*Aim of the task*: From the listing below, give the lines between the one holding "Identify any visible wave face." and the one holding "0;119;474;124", inclusive, as a numbered list with any blank lines left out.

*Entries taken from a collection*:
▼
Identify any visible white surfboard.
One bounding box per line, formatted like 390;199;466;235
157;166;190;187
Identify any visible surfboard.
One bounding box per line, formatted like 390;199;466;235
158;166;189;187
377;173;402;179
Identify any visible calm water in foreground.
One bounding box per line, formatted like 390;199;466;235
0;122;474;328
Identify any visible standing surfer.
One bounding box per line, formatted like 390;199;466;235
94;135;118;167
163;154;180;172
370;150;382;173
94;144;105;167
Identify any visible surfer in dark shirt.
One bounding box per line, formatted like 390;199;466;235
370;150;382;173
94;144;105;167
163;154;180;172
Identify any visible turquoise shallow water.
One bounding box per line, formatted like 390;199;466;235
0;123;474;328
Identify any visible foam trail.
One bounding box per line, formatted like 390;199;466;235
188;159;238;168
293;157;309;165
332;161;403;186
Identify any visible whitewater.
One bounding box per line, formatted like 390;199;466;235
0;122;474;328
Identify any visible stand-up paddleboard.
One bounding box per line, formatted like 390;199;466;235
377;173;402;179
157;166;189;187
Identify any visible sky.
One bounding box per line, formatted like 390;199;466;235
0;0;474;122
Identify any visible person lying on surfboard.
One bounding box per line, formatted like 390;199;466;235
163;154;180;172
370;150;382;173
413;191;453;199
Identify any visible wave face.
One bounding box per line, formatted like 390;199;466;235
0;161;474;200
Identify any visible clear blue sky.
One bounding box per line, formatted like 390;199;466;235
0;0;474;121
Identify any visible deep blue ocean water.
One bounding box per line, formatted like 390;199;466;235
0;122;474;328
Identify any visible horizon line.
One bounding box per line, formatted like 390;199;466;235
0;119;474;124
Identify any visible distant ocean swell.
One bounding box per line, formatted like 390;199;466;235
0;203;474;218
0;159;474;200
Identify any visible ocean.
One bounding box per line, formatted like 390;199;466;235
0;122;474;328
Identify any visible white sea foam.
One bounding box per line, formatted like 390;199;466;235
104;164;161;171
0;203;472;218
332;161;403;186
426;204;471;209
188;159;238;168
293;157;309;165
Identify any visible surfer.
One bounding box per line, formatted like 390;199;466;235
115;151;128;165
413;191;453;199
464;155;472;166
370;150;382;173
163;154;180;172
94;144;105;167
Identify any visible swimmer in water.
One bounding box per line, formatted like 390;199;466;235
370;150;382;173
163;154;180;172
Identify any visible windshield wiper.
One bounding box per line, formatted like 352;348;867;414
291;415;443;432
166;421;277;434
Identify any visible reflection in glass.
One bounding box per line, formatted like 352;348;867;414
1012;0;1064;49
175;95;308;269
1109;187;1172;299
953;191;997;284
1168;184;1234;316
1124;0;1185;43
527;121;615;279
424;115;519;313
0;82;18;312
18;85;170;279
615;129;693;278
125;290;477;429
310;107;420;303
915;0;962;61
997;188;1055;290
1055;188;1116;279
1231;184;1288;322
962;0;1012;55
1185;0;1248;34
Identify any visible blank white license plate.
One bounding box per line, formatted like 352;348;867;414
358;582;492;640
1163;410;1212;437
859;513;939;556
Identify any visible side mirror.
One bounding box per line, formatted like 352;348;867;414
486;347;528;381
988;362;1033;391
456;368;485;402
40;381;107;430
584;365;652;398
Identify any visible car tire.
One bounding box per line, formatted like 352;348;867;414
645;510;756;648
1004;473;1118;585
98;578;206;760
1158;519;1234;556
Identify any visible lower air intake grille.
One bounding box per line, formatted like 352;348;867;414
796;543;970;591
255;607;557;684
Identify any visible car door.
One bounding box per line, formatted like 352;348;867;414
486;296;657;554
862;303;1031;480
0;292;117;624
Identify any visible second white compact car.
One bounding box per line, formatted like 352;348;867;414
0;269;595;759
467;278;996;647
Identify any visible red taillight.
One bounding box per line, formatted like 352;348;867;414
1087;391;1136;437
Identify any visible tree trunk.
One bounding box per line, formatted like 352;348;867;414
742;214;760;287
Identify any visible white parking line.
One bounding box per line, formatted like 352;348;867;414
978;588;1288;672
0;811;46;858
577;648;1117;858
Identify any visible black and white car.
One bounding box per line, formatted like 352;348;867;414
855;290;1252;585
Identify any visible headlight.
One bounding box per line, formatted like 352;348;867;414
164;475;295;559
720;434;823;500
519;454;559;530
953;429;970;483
▲
*In response*:
1. Identify any visible wave face.
2. One bounding box per line, formatted like 390;199;466;235
3. 0;161;474;200
4. Identify any visible clear blue sky.
5. One bounding box per line, formatted like 390;199;466;235
6. 0;0;474;121
7. Identify any visible deep blue ocean water.
8. One bounding box per line, formatted like 390;199;466;235
9. 0;122;474;328
10. Identify any visible horizon line.
11. One bounding box per line, formatted like 390;199;466;235
12. 0;119;474;124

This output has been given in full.